Black resigned from the board of Hollinger in 2005, and many of Hollinger International's assets ended up being sold at prices significantly lower than those contemplated in uncompleted negotiations while Black was with the company. Shortly afterward, a number of court and regulatory orders left the company with no income or operating business.

On August 2, 2007, Hollinger filed for bankruptcy protection in Canada and the United States. At the time, the company was 78% owned by Black's company Ravelston. Hollinger continued to assert control over Sun-Media Times Group Inc. Hollinger shares were delisted from the Toronto Stock Exchange in August 2008.

===Media host and commentator===
Black co-hosted a weekly talk show, The Zoomer, which premiered 7 October 2013 on VisionTV in Canada, and ran for two years. He interviewed Donald Trump, Boris Johnson, and Justin Trudeau who went on respectively to be President of the United States, British prime minister, and Prime Minister of Canada; and also interviewed Nigel Farage, leader of the UK Independence Party. From January 2015 through 2016, Black hosted Conversations with Conrad, a series on VisionTV in which Black conducted long-form one-on-one interviews with notable figures such as Margaret Atwood, Brian Mulroney, Rick Mercer, Barry Humphries and Michael Coren.

As of June 2020, Black is a commentator on two weekly national radio segments in the United States, and writes columns on online sites including National Review, RealClearPolitics, The Epoch Times, and American Greatness in addition to his weekly column in the National Post.

==Lifestyle==
Born to a wealthy family, Black inherited the family home and 7 acre of land in Toronto's exclusive Bridle Path neighbourhood after his parents' deaths in 1976. Black and first wife Joanna Hishon maintained homes in Palm Beach, Toronto and London. After he married Barbara Amiel, he acquired a luxury Park Avenue apartment in New York. When the latter was sold in 2005, the US Department of Justice seized net proceeds of $8.5 million, pending resolution of court actions. His London townhouse in Kensington sold in 2005 for about US$25 million. His Palm Beach mansion was listed for sale in 2004 at $36 million. In late April 2011, this Florida property was also sold by Black for about US$30 million. The Black family estate was sold in March 2016, for a reported price of CA$16.5 million, but on a sale-lease-back of up to nine years, with an option to buy back. The Blacks have since moved out of the home. He has returned to the UK part-time.

According to biographer Tom Bower, "They flaunted their wealth." Black's critics suggested that it was Black's second wife, Amiel, who pushed him towards a life of opulence. Black has always denied that he spent more than his income and position justified. He has called claims that his wife charged personal expenses to a corporate account, including US$2,463 (£1,272) for handbags, $2,785 for opera tickets, and $140 for Amiel's "jogging attire" fiction and has pointed out that they were never alleged at trial.

Black was ranked 238th wealthiest in Britain by the Sunday Times Rich List (2003), with an estimated wealth of £136m. Having departed the country, he was dropped from the 2004 list.

Black is a former Steering Committee member of the Bilderberg Group.

==Fraud conviction==
Black was convicted on three counts of fraud and one count of obstruction of justice in US District Court in Chicago on 13 July 2007. He was sentenced to serve 6½ years in federal prison and to pay Hollinger $6.1 million, in addition to a fine of US$125,000. Appeals resulted in two of Black's three criminal fraud charges being vacated, and his conviction for obstruction of justice was upheld. Black was initially found guilty of diverting funds for personal benefit from money due to Hollinger International, and of other irregularities. The embezzlement occurred when the company sold certain publishing assets. He was also found guilty of one charge of obstruction of justice.

**YOUR TASK**
Could you continue the passage about Black and Hollinger from its last sentence? The records have no connection to the passage about Black and Hollinger.

**STORED RECORDS**
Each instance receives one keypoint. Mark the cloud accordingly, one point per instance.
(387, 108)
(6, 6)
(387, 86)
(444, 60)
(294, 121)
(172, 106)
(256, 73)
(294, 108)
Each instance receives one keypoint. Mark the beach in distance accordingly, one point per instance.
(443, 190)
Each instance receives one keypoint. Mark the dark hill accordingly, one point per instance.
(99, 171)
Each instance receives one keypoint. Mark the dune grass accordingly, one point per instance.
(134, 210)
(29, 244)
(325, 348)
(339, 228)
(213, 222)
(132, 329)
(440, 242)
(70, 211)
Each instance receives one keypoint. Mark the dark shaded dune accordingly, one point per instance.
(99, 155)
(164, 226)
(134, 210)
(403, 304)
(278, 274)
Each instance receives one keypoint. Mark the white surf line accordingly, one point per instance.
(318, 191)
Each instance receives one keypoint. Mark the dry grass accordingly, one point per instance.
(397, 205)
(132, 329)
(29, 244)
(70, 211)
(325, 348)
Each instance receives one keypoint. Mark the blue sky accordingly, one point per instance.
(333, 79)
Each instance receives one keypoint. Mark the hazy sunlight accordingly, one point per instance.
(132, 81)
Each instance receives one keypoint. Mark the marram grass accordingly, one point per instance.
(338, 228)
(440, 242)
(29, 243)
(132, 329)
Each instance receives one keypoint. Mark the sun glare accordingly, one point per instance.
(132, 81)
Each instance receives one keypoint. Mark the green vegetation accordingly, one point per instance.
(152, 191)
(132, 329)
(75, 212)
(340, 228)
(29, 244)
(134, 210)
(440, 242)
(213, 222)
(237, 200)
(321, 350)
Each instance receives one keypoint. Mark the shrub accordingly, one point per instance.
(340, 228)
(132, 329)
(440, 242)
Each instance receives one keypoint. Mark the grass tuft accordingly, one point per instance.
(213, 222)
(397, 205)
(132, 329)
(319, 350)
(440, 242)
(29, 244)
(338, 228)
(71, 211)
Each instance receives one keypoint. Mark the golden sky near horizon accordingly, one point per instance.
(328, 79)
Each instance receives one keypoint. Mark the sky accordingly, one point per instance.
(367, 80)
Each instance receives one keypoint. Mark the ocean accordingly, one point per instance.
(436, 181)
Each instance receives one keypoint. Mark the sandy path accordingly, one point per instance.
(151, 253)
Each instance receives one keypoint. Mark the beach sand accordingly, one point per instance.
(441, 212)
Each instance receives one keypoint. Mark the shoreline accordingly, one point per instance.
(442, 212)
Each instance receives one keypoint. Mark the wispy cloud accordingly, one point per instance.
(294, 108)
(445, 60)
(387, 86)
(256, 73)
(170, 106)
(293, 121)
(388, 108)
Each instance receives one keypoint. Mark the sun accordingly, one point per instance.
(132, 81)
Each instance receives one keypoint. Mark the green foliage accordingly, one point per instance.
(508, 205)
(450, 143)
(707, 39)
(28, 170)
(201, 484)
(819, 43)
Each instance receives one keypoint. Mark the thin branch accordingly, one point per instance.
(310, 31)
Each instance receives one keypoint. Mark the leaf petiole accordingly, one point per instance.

**TASK OUTPUT**
In the initial verdict, Black was fined $125,000 and sentenced to 6½ years in prison, serving a total of 37 months after two fraud charges were overturned by the United States Court of Appeals for the Seventh Circuit, leaving one fraud charge and one obstruction of justice charge, and the improper receipt of $285,000, which was disclosed and approved but incompletely documented, and civil penalties from the SEC. The 6½ year sentence was reduced to 3½ years. The $6.1 million fine to the SEC was reduced to $4.1 million in 2013.

===Supreme Court review===

The Supreme Court of the United States heard an appeal of his case on 8 December 2009 and rendered a decision in June 2010. Black's application for bail was rejected by both the Supreme Court and the US District Court judge who sentenced him.

On 24 June 2010, the US Supreme Court ruled 8–0 with one recusal, instructing the 7th Circuit to review all four of Black's convictions including the obstruction of justice charge, finding that the definition of honest services fraud used in Judge St. Eve's (the trial judge) charge to the jury in Black's case was too broad, "unconstitutionally vague", ruling the law could apply only to cases where bribes and kickbacks had changed hands and ordered the US 7th Circuit Court of Appeals in Chicago to review three fraud convictions against Black in light of the Supreme Court's new definition. The Court reviewed Black's case and determined whether his fraud convictions stood or if there should be a new trial. The Supreme Court of the United States upheld the jailed former media baron's obstruction-of-justice conviction, for which he was serving a concurrent 6½-year sentence.

===Later developments===
Black's lawyers filed an application for bail pending the appeals court's review. Prosecutors contested Black's bail request, saying in court papers that Black's trial jury had proof that Black committed fraud. The 7th Circuit Court of Appeals granted bail on 19 July 2010 under which Black was released pending retrial on a $2 million unsecured bond put up by conservative philanthropist Roger Hertog and ordered to remain on bail in the continental United States until at least 16 August, when his bail hearing was to resume, and the date by which Black and the prosecution were ordered by the Court of Appeals to submit written arguments for that court's review of his case. Black's bail, initially, pending trial, had been $38 million.

Black was to appear once again in a Chicago court on 16 August to provide full and detailed financial information to the judge, who would then consider his request to be allowed to return to Canada while on bail.

Black's legal representatives, led by Miguel Estrada, advised the court they would not provide the requisite accounting and would thus not be interested in petitioning the court further on the matter. Black was under no compulsion to make this disclosure as he had initiated the appeal for a bail variation of his own volition. His next court appearance, where he might reapply for permission to return to Canada, was set for 20 September 2010.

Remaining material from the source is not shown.